━━━━━ DOKUMENTTEXT ━━━━━

Er wisse nicht, ob die Männer sich als Polizeibeamte zu erkennen gegeben hätten. Aus Angst vor einer Festnahme, weil er mit gefälschten Dokumenten unterwegs gewesen sei, habe er zu fliehen versucht. Die Beamten hätten ihm aber den Weg zum Ausgang versperrt und ihn geschlagen, habe der Angeklagte seiner Anwältin berichtet.

Der Mandant habe von einer heftigen gewaltsamen Auseinandersetzung zwischen ihm und den Beamten gesprochen. Er habe massive Verletzungen im Gesicht erlitten. Der 33-Jährige habe keinesfalls versucht, einen der Beamten mit dem Gurt von dessen Umhängetasche zu erdrosseln. Es sei allerdings möglich, dass er während der Auseinandersetzung “nach irgendetwas gegriffen habe, ohne zu wissen, dass der Gurt um den Hals des Polizisten hing”.

━━━━━

**WAS ZU TUN IST:**
**a.** Aus welchem Grund versuchte der Angeklagte laut dem Dokumenttext zu fliehen?
**b.** Nennen Sie alle Bezeichnungen ohne Pronomen, mit denen der Dokumenttext den Angeklagten benennt.

━━━━━ ZU PRÜFENDE DATEN ━━━━━

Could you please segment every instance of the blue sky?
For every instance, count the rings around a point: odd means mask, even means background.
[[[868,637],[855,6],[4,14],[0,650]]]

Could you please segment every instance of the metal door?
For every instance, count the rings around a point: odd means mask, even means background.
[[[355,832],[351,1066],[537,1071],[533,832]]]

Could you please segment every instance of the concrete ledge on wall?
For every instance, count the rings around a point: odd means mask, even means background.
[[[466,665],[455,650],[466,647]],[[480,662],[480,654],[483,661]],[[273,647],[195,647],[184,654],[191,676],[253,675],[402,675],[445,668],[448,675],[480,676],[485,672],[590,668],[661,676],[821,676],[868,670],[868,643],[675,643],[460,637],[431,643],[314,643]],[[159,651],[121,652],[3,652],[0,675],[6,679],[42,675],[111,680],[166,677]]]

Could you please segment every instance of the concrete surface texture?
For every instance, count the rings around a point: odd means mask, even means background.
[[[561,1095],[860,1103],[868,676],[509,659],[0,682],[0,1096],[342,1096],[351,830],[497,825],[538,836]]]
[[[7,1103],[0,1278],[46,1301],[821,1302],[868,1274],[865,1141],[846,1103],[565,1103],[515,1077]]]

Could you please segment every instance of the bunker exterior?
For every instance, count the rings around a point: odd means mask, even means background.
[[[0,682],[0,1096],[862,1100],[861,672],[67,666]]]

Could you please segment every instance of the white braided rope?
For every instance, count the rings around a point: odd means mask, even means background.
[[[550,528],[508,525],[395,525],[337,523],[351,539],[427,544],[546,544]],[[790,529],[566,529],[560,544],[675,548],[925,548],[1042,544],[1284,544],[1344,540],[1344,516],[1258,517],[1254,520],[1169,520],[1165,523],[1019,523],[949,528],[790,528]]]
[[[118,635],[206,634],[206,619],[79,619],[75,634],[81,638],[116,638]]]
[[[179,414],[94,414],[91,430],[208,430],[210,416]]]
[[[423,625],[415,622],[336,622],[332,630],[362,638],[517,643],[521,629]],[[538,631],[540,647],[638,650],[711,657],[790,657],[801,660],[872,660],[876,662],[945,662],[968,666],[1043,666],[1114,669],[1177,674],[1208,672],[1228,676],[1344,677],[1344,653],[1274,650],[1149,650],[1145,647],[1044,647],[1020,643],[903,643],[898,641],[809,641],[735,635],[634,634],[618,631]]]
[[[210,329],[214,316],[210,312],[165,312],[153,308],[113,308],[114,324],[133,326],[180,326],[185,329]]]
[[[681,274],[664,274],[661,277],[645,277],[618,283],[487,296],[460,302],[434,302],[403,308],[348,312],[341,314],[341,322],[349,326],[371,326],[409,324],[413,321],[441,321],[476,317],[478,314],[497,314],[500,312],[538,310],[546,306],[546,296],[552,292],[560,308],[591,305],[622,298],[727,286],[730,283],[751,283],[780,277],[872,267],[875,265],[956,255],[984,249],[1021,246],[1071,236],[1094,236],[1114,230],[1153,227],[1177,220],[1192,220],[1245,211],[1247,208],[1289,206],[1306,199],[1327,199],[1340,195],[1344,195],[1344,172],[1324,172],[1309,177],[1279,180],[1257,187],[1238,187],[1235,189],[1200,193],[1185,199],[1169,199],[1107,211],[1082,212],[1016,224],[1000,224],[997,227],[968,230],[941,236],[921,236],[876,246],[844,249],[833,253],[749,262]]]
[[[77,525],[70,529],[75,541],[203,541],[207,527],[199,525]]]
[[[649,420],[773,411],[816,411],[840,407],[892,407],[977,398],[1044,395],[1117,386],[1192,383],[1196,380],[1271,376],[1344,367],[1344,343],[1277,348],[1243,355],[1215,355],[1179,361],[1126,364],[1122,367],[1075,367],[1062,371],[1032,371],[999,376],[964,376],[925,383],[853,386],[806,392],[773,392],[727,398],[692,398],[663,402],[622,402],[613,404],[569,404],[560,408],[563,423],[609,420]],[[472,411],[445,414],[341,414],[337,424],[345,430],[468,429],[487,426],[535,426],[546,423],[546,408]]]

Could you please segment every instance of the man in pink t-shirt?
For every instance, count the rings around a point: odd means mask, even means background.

━━━━━

**ERGEBNISSE IN REIHENFOLGE:**
**a.** Aus Angst vor einer Festnahme, weil er mit gefälschten Dokumenten unterwegs gewesen sei.

**b.** der Angeklagte, der Mandant, der 33-Jährige